Passage to read:
☆ ☆ ☆

The front door is open. When I go in and close it, I see a sign thumb-tacked just above the letter box: Keep The Door Closed.
I can hear Raymond talking animatedly on the phone in the front room. When I stick my head round the corner and wave, he waggles his free hand in the air and continues:
This is absolutely fucking ridiculous…. of course I can’t tell you the card number… well, for the simple reason I’ve lost the card. That’s the entire purpose of my call. If I had the card to read the number I wouldn’t be ringing you, would I? No I won’t calm down. I demand that you reinstate the two hundred pounds that was stolen from my account…. I don’t KNOW how they got the pin number. They’re CRIMINALS. That’s their JOB. All I want is for you to do YOUR job and give me back my money….
Something happens with the phone. He curses, holds it away from his face, bangs it twice on the arm of the chair and then tosses it out into the chaos of the room.
‘Battery’s dead!’ he says. ‘You couldn’t do me a favour, could you?’
‘Of course.’
‘Locate the base that’s somewhere over there and charge it up again?’
The little front room is in a mess, as devastating as if flood water had unexpectedly rushed through the house and then back out again, leaving a tangled tideline of random stuff – trainers, trousers, duvet covers, exercise bike, milk cartons, who knows what. The only clarity in the place are the bookshelves, safely screwed to the walls out of harm’s way, the books neatly aligned in height order. They mostly seem to be about film, especially animation. Which makes sense, given the display on the hallway wall of some early Disney drawings – character studies of Jiminy Cricket, Figaro the cat, Pinocchio.

☆ ☆ ☆

Extracted material:
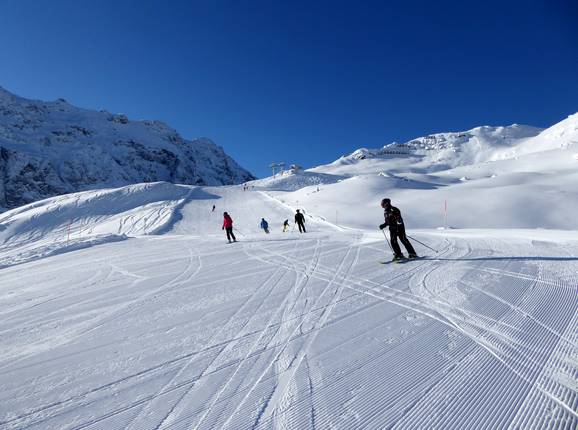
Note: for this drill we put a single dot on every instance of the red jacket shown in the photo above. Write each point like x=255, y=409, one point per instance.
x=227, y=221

☆ ☆ ☆

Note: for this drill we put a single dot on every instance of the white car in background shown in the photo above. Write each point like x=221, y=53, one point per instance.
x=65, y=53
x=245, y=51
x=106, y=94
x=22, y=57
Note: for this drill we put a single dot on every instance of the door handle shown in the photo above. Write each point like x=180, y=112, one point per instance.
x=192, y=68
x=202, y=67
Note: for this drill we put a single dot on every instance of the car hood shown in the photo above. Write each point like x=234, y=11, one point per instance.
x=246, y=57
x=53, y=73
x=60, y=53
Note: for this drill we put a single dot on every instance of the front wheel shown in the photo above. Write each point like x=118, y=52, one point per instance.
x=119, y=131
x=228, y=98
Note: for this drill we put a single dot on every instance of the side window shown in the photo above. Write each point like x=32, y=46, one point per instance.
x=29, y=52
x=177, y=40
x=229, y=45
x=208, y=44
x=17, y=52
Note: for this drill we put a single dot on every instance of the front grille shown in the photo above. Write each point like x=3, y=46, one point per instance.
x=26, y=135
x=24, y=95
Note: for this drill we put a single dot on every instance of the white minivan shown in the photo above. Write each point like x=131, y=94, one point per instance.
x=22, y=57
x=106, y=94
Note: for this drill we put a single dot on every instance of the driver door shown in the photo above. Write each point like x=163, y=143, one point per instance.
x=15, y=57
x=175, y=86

☆ ☆ ☆

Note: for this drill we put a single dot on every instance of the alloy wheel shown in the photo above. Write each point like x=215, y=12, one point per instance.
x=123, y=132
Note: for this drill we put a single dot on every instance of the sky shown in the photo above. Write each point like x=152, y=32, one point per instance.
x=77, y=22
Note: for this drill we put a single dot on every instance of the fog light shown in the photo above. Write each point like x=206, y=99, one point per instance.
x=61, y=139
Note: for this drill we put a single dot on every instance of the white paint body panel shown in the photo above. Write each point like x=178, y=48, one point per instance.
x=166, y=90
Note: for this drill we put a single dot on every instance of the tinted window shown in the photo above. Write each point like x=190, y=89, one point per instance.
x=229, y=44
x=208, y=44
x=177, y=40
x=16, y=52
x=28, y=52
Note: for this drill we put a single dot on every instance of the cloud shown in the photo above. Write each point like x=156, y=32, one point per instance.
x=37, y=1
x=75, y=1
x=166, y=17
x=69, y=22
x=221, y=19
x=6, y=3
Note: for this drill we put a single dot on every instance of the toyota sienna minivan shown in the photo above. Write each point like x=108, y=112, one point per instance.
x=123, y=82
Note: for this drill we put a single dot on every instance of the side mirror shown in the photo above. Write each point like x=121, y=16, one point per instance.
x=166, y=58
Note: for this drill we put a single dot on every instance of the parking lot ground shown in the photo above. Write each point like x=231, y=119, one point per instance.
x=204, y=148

☆ ☆ ☆

Exercise instructions: Please write out everything in the passage about Raymond from "I can hear Raymond" down to "of the room.", word for word.

Answer space:
I can hear Raymond talking animatedly on the phone in the front room. When I stick my head round the corner and wave, he waggles his free hand in the air and continues:
This is absolutely fucking ridiculous…. of course I can’t tell you the card number… well, for the simple reason I’ve lost the card. That’s the entire purpose of my call. If I had the card to read the number I wouldn’t be ringing you, would I? No I won’t calm down. I demand that you reinstate the two hundred pounds that was stolen from my account…. I don’t KNOW how they got the pin number. They’re CRIMINALS. That’s their JOB. All I want is for you to do YOUR job and give me back my money….
Something happens with the phone. He curses, holds it away from his face, bangs it twice on the arm of the chair and then tosses it out into the chaos of the room.